**SOURCE TEXT:**
'''

Bottom line: error messages should explain causes, either directly (Door is open!) or indirectly (Close the door!). A message that essentially says “Freeze! Something is wrong!” is no good.
I sent a friend an email with an attached Zip file. It bounced, with a message from “System Administrator” that read
Your message did not reach some or all of the intended recipients.
Subject: xxxxxxxxxxxxxxxx
The following recipient(s) could not be reached: xxxxxxxxxxxxxxx …
552 5.7.0 review our attachment guidelines. u14sm9443132gvf.20
I figured maybe the note is from my friend’s system – maybe the file was too large? So I resent it to him to another mail address, with the same outcome. Then it occurred to me to mail the file to myself… long story short, eventually I went to the source of all wisdom – ironically, Google – and discovered that Google Mail, through which I was sending, has a policy forbidding any zip file that contains an executable (which my attachment, quite lawfully, did).
So I sent the file via yousendit, and that was that. But it did occur to me that I would’ve saved a lot of time had Google Mail elected to phrase their bounce message in human-friendly informative terms, such as:
Your message did not reach some or all of the intended recipients.
- – -
It was blocked by GMail’l outgoing mail server, because it has a zip attachment containing an executable file. GMail does not allow this. For more info, see http://…..
Not as succinct as u14sm9443132gvf.20, but rather more useful, don’t you think?
Here is a photo from a parking lot. As you see, one parking spot has been mutilated – apparently, as an afterthought – by sticking two poles in it.

'''

**SET PROBLEM 1:**
For the post about error messages above, decide whether each statement below agrees with it. Answer yes or no, and quote the words from the post that decide it.
(a) Before mailing the file to themselves, the writer resent it to the friend at another mail address.
(b) Google Mail blocked the attachment because of its size.
(c) In the end, the writer sent the file through yousendit.
**SET PROBLEM 2:**
Answer these questions from the post about error messages above, giving each answer on its own line with the matching letter.
(a) Who was named as the sender of the bounce message?
(b) Where did the writer finally find the cause of the bounce?
(c) What was stuck in one parking spot in the parking lot photo?
**SET PROBLEM 3:** Carry the post about error messages forward, picking up right after its last sentence about the parking lot photo.

**DATA LINES:**

'''

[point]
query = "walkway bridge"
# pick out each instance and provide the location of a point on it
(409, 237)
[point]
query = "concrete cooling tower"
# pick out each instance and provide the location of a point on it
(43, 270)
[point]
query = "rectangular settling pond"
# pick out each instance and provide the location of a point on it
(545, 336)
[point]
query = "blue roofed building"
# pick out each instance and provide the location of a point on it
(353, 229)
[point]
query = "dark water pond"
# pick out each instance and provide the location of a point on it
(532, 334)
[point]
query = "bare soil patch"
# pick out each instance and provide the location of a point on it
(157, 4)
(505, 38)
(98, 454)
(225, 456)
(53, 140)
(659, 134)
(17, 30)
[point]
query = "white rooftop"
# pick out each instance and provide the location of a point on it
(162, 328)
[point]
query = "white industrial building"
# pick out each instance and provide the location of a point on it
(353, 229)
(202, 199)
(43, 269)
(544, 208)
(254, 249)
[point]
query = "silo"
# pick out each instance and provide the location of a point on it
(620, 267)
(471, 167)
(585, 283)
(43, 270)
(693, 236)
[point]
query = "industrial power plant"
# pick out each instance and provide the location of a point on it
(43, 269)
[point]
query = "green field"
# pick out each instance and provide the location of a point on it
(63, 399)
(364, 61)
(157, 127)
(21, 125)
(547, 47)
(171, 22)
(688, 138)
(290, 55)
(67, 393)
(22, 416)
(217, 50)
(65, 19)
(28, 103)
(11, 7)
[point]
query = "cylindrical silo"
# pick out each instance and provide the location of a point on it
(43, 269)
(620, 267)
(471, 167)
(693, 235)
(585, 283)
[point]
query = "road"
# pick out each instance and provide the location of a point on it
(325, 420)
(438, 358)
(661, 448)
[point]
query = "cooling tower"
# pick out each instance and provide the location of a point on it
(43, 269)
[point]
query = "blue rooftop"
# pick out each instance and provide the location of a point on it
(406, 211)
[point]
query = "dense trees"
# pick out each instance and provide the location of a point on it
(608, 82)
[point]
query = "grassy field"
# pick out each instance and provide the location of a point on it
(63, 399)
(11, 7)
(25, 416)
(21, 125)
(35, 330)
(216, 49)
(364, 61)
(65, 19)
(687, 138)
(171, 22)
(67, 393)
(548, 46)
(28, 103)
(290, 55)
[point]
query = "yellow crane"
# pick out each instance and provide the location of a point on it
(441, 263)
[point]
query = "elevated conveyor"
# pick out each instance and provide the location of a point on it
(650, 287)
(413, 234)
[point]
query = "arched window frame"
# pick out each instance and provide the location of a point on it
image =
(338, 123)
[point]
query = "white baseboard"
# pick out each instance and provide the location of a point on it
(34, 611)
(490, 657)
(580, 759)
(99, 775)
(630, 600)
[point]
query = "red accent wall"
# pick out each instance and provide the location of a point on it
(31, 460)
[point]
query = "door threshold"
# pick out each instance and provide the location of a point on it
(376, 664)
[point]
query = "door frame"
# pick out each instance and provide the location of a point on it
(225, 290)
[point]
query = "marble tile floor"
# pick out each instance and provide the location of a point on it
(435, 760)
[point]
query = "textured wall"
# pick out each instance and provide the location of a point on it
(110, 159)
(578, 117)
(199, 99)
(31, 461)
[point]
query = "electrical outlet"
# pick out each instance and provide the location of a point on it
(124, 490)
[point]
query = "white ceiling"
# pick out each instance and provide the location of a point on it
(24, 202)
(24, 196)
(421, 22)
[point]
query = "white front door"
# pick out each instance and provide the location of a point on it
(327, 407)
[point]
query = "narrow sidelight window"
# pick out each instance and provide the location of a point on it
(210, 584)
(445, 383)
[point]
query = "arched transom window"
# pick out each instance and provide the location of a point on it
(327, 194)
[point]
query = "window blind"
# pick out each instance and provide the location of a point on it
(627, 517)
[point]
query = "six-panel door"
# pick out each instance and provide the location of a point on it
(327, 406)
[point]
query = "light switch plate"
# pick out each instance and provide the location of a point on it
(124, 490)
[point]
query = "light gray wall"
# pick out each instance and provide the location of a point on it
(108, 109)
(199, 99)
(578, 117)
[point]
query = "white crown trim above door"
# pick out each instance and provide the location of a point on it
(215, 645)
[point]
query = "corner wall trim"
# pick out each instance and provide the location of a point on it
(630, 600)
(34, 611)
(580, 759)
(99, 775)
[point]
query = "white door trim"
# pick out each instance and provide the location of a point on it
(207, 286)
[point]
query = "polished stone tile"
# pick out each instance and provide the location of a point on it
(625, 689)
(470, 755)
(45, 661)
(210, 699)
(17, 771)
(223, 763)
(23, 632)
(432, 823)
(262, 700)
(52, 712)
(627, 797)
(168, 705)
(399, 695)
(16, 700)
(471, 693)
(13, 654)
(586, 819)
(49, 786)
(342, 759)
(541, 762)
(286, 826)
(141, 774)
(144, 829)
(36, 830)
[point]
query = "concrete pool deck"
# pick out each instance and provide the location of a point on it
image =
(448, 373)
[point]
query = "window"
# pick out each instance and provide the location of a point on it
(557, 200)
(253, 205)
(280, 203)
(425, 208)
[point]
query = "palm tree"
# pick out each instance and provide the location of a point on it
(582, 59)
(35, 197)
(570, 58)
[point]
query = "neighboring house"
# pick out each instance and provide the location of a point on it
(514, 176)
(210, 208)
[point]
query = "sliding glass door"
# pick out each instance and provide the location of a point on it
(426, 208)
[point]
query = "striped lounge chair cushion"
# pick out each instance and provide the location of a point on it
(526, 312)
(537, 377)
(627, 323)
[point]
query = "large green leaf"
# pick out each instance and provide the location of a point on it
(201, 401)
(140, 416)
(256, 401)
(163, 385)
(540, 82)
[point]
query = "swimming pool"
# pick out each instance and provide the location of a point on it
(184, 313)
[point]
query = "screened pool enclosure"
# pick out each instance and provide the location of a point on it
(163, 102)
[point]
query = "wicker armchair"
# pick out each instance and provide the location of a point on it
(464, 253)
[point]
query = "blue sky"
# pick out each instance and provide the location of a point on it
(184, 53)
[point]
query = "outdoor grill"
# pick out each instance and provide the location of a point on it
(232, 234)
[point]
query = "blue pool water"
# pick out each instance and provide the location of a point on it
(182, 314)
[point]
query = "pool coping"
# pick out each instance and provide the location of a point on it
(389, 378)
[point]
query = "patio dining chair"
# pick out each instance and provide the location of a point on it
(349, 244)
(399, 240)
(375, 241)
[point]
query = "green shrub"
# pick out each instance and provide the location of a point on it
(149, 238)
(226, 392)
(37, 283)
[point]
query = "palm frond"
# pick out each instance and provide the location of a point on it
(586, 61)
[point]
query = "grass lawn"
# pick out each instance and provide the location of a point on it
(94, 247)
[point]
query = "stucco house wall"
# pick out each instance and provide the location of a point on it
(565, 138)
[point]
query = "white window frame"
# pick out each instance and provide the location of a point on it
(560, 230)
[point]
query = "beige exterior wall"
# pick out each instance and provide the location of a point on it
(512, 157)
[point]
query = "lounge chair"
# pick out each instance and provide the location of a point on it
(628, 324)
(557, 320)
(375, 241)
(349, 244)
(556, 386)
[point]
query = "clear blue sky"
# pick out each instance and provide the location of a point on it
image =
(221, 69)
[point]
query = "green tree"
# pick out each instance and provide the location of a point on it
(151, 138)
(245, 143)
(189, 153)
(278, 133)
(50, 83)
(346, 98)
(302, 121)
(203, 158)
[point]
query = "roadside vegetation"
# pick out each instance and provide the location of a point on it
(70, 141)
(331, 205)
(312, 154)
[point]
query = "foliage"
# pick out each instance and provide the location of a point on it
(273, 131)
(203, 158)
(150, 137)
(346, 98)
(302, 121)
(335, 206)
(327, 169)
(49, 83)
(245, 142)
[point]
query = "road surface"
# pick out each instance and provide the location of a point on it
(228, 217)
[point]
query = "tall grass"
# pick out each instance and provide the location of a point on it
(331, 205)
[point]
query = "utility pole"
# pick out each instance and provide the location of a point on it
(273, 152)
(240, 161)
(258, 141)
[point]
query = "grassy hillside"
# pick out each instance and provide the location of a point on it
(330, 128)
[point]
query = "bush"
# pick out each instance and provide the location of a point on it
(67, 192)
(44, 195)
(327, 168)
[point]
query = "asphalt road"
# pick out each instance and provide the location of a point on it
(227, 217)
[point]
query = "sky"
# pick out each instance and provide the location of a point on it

'''

**WRITTEN ANSWER 1:**
(a) Yes: "So I resent it to him to another mail address, with the same outcome. Then it occurred to me to mail the file to myself"
(b) No: "has a policy forbidding any zip file that contains an executable"
(c) Yes: "So I sent the file via yousendit, and that was that."

**WRITTEN ANSWER 2:**
(a) "System Administrator"
(b) Google
(c) Two poles

**WRITTEN ANSWER 3:**
The intent, clearly, is to keep a clear path to the stairs leading to the sidewalk above. A valid idea, but ill-executed in so many ways…
- This is a normally full lot. Given that, most drivers would much rather have an extra parking space available, and wiggle their way in between the cars on their way out.
- Possibly the idea is to allow access to people in wheelchairs or with baby prams, but if so, they should’ve built a ramp, not a staircase!
- The two poles are just far enough from the right edge of the space that sub-compact cars can and often do try to park anyway, thereby blocking the passage even worse than they would have absent the poles. If the designers wanted to ensure free passage, they should’ve used four poles, fencing a passage from the stairs that is wide enough for a person and definitely too narrow for a car.
- Of course, if they did that, they could’ve used much less width than is being wasted now…
Not rocket science, but it isn’t only in rocket design that it pays to think before doing things.
I called someone in the US and he wasn’t at his desk; the system helpfully informed me that the guy was not available but that I could
…please leave a message – or, during business hours, press zero for assistance.
It was during business hours.
I pressed zero.
The system cheerfully told me:
Please hold! Someone will be with you shortly!
It was, technically, right. Quite shortly afterward, a nice woman picked up and I told her who I needed to talk to. She said:
All I can do is transfer you to his line, sir.
Which is exactly where I came from.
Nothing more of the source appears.